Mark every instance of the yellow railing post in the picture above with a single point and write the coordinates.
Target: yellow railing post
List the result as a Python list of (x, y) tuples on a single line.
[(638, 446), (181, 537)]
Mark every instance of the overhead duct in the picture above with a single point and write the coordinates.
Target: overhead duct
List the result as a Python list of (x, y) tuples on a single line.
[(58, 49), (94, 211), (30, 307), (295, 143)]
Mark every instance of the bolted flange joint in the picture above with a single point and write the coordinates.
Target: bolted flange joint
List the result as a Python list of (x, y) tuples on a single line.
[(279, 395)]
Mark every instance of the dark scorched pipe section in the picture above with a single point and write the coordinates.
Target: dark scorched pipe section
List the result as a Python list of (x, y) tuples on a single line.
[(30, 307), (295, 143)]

* * *

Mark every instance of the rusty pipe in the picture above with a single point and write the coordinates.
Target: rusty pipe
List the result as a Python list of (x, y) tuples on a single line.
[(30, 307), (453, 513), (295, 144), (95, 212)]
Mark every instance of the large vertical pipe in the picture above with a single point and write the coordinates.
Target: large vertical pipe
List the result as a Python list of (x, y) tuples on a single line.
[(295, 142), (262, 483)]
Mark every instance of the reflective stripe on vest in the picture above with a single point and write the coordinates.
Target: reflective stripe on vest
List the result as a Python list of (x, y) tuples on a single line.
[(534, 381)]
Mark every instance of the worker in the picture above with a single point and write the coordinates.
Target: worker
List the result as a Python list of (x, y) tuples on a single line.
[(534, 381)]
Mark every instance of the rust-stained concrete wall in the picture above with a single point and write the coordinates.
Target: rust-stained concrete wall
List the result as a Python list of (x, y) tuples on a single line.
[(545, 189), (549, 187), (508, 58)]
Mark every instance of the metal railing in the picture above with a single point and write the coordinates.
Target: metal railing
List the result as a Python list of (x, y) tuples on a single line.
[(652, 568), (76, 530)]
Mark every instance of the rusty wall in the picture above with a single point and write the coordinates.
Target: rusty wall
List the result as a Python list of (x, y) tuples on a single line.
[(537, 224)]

*Job:* Reproduce the records above unchanged, from the line with "Mark every instance of the yellow" through the line with "[(58, 49), (94, 211), (30, 307), (295, 143)]", including both of those lines.

*Output of the task:*
Mark every instance of the yellow railing post in the picture above with a single point and write the coordinates.
Target: yellow railing post
List the result as a Python list of (x, y) tuples on a single line.
[(638, 446), (181, 537)]
Mark every instance of the overhead duct in the picture above with a single point and write the coordinates.
Target: overhead duct
List the result as a Python list of (x, y) tuples on a single line.
[(58, 49), (94, 211), (30, 307), (295, 143)]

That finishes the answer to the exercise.